## Passage provided
-*-
'Every man dies...

by tosca on Saturday, June 5, 2010

...Not every man really lives.'

~ William Ross Wallace

Title: Deadline
Author: Chris Crutcher
Publisher: Greenwillow Books
Year: 2007
Genre: Teen fiction
Verdict: 5 out of 5
Synopsis: Given the medical diagnosis of one year to live, high school senior Ben Wolf decides to fulfill his greatest fantasies, ponders his life's purpose and legacy, and converses through dreams with a spiritual guide known as "Hey-Soos."

What if you only had one year to live...and you knew it?

"Going out quietly is a lot more complicated than I thought."



My apologies in advance for the long-ass book review! The synopsis doesn't even begin to touch on how great this book really is. Yes, at the heart of it, it's about an 18 year old who, in his last year of high school, suddenly finds out he has one year to live - but it encompasses so much more. When Ben's doctor requests an appointment with he and his parents, Ben decides to turn up alone. With a mother who is a manic depressive/alcoholic, he's convinced it can only be news that will make the home situation rockier. And he's right. Ben has an aggressive blood disease and, as a result, has only a year at the most. With treatment it may extend his life a little but not by much. It seems like there is only one choice: to undergo treatment. But Ben surprises the doctor by adding different decisions to the mix: to not seek treatment, and to not tell anyone. And by 'anyone' I do mean anyone: his father - who holds the home fort, especially when mum has her 'down' sessions because he's in for better or for worse - even though he could never have seen just how bad 'worse' could be; his younger but bigger brother who is the other half of himself; his mother - who would hear it but would think it was her fault and probably never come out of a funk if she were told; and his coach - who has become a surrogate father with whom his relationship is a lot more relaxed than with his own.
-*-
## Record set

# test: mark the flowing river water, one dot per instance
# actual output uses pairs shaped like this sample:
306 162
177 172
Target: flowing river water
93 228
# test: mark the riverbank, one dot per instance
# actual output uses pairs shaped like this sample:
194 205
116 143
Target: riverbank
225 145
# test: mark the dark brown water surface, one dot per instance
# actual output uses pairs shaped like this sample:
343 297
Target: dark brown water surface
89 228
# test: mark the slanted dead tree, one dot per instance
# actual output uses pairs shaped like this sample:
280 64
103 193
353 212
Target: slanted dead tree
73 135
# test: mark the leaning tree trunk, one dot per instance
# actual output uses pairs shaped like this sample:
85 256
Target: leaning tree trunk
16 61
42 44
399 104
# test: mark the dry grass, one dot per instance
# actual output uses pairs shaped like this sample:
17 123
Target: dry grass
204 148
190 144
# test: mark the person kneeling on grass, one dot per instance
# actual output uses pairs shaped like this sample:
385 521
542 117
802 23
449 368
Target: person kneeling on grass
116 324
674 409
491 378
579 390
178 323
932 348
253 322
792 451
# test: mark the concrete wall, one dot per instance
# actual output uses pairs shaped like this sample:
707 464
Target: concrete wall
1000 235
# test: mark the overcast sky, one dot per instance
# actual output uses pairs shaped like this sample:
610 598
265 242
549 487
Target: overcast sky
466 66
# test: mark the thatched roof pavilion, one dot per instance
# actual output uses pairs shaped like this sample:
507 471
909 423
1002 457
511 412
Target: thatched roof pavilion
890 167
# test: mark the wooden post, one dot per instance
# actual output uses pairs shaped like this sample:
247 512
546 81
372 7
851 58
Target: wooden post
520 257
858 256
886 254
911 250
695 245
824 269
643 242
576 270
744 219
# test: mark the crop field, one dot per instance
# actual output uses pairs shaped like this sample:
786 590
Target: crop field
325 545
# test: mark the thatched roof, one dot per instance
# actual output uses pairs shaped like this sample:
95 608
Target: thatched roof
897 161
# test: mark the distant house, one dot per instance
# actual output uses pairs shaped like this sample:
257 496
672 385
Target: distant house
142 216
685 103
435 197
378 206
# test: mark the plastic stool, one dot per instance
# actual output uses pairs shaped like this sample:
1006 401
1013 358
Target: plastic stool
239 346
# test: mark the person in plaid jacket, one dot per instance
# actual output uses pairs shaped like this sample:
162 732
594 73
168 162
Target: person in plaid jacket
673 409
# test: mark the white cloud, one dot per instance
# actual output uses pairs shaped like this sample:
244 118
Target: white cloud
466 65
-*-
Please answer these questions from the book review:
(a) Which publisher is listed for Deadline?
(b) What is the spiritual guide that Ben talks with in dreams called?
(c) What kind of disease does Ben have?

## Reply to the task
(a) Greenwillow Books
(b) "Hey-Soos"
(c) An aggressive blood disease